_TEXTE FOURNI:_
☆ ☆ ☆ ☆ ☆
MIAMI, lundi 9 septembre 2024– Le programme de l’administration Biden, connu sous le nom de « Garder les familles unies » (Keeping Families Together), qui vise à faciliter l’accès à un statut légal pour environ un demi-million de conjoints et beaux-enfants sans papiers de citoyens américains, est temporairement suspendu jusqu’au 23 septembre en raison d’une décision d’un juge fédéral. Pendant cette pause, les services de citoyenneté et d’immigration des États-Unis (USCIS) continuent d’accepter les demandes pour ce programme, mais ne peuvent rendre aucune décision.
Le programme, introduit en juin par un décret de l’administration Biden, offre une forme de soulagement temporaire, appelée « parole in place », qui permet aux conjoints et beaux-enfants de citoyens américains de demander un permis de travail et de déposer une demande de carte verte sans quitter le territoire américain. Ce dispositif vise à alléger le fardeau émotionnel et financier que subissent de nombreuses familles en situation mixte, où certains membres sont bien intégrés dans la communauté mais risquent d’être séparés pendant des années durant le processus de régularisation.
☆ ☆ ☆ ☆ ☆
_LIGNES DE DONNÉES:_
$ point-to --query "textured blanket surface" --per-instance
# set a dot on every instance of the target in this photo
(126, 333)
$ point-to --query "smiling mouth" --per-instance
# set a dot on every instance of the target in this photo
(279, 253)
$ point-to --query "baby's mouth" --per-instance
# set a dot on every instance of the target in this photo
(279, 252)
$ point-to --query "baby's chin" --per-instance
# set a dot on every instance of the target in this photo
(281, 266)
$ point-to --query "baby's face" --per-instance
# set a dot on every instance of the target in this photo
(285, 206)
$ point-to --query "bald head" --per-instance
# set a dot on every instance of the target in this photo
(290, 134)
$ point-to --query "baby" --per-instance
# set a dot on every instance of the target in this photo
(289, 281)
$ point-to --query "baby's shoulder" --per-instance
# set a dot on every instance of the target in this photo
☆ ☆ ☆ ☆ ☆
_TRAVAIL À FAIRE:_
1: Répondez aux questions suivantes sur le texte consacré au programme « Garder les familles unies ».
(a) Jusqu'à quelle date le programme est-il suspendu ?
(b) Que continuent de faire les services de citoyenneté et d'immigration des États-Unis pendant la pause ?
(c) En quel mois le programme a-t-il été introduit ?
2: Résumez en deux phrases le texte consacré au programme « Garder les familles unies ».
3: Relevez toutes les dates et tous les mois mentionnés dans le texte consacré au programme « Garder les familles unies ».

_RÉPONSES RÉDIGÉES:_
1:
(a) Jusqu'au 23 septembre.
(b) Ils continuent d'accepter les demandes pour ce programme, mais ne peuvent rendre aucune décision.
(c) En juin.

2: Le programme « Garder les familles unies » de l'administration Biden, qui vise à faciliter l'accès à un statut légal pour environ un demi-million de conjoints et beaux-enfants sans papiers de citoyens américains, est suspendu jusqu'au 23 septembre par la décision d'un juge fédéral ; pendant cette pause, l'USCIS accepte les demandes sans rendre de décision. Introduit en juin par décret, il permet à ces personnes de demander un permis de travail et une carte verte sans quitter le territoire américain, afin d'alléger le fardeau émotionnel et financier des familles en situation mixte.

3:
- lundi 9 septembre 2024
- 23 septembre
- juin